◆ Extrait choisi ◆
« S’il le faut, nous nous donnerons les moyens d’interpeller Maroc Télécom sur la situation qui prévaut à l’ONATEL », Soulemane So, secrétaire général du SYNATEL
L’Office national des télécommunications (ONATEL) traverse, depuis quelques jours, une crise liée à un mouvement d’humeur de ses agents. Une situation qui a des répercussions sur les prestations de l’entreprise et qui alimente, de ce fait, les causeries au sein des populations. A travers cet entretien, le secrétaire général du Syndicat national des télécommunications (SYNATEL), Soulemane So, en dit un peu plus sur ce bras de fer qui oppose le personnel à la direction générale.
Lefaso.net : Depuis quelques jours, le torchon brûle entre la direction générale et le personnel. Concrètement, quelle est la pomme de discorde ?
Soulemane So : C’est la mauvaise gestion de l’entreprise depuis sa privatisation qui est dénoncée, décriée par les travailleurs. Et nous pensons qu’un audit des dix ans de privatisation de l’ONATEL permettrait de connaître les tenants et les aboutissants qui ont fait perdre à l’Etat, plus de six milliards FCFA. Pour en venir au dernier élément qui a occasionné ce mouvement d’humeur, nous disons que c’est une attitude de mépris, de non-considération que le directeur général a eue à l’endroit des travailleurs concernant les négociations sur la plate-forme déposée après le XVIII congrès ordinaire.
De quoi est-il question dans cette plateforme ?
Soulemane So : La plateforme revendicative résume les préoccupations de l’entreprise. Il y a des points qui portent sur la gestion elle-même de l’ONATEL, l’amélioration des conditions de vie des travailleurs. En ce qui concerne le premier point, nous demandons à la direction générale de permettre à l’ONATEL de survivre à la concurrence. Ce qui passe nécessairement par la dotation des travailleurs en outils de travail, en matériels logistiques et en équipements conséquents pour pouvoir effectuer convenablement leur travail. Aujourd’hui, dans le secteur de la télécommunication, nécessairement, si vous voulez être compétitif, il faut investir en achetant des équipements performants mais également en donnant la formation aux travailleurs et en dotant le personnel d’outils de travail. Donc, le premier point de la plateforme porte sur ça.

◆ Données enregistrées ◆
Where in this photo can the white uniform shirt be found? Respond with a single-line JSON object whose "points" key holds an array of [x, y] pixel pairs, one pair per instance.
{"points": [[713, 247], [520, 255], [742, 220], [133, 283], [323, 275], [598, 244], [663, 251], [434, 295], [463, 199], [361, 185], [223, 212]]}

◆ Travail demandé ◆
(a) Indiquez si chacune des affirmations suivantes concorde avec l'entretien sur la crise à l'ONATEL, en justifiant par les mots exacts de l'entretien. (i) Soulemane So est secrétaire général du SYNATEL. (ii) Selon les travailleurs, l'État a perdu plus de dix milliards FCFA. (iii) La plateforme demande que les travailleurs soient dotés en outils de travail.
(b) Relevez toutes les entreprises, tous les syndicats et tous les médias nommés dans l'entretien sur la crise à l'ONATEL.
(c) Poursuivez l'entretien sur la crise à l'ONATEL après sa dernière phrase.

◆ Réponses dans l'ordre ◆
(a)
(i) Oui : « Soulemane So, secrétaire général du SYNATEL ».
(ii) Non : « ont fait perdre à l’Etat, plus de six milliards FCFA ».
(iii) Oui : « la dotation des travailleurs en outils de travail, en matériels logistiques et en équipements conséquents ».

(b)
- Office national des télécommunications (ONATEL)
- Syndicat national des télécommunications (SYNATEL)
- Maroc Télécom
- Lefaso.net

(c)
Vous avez d’autres points qui parlent également de l’externalisation que nous constations dans les entreprises de télécommunications. Pour notre part, nous estimons que pour les métiers permanents, il faut plutôt recruter des gens et leur donner du travail décent au lieu de les externaliser et se retrouver avec des gens qui, non seulement, ne sont pas à la hauteur des efforts qu’ils peuvent produire, mais également pour lesquels on ne peut pas avoir une garantie de sécurité liée à la précarité du travail.
Nous avons l’autre volet important qui est l’amélioration des conditions de vie et de travail. A ce niveau, nous avions deux points qui portent sur la rémunération, notamment la refonte de la grille salariale et l’augmentation de salaire. Malheureusement, sur ces points également, le directeur général reste jusqu’à présent très évasif et il nous avait demandé 45 jours au moins pour pouvoir mener une étude. Il a reçu les résultats de l’étude mais c’est pour s’asseoir discuter avec les travailleurs, qu’il trouve d’autres préoccupations qui sont plus urgentes. Et c’est ce que les travailleurs n’arrivent pas à comprendre et qu’ils dénoncent à travers ce mouvement d’humeur.
Pourquoi avoir attendu tout ce temps avant d’entreprendre une telle action ?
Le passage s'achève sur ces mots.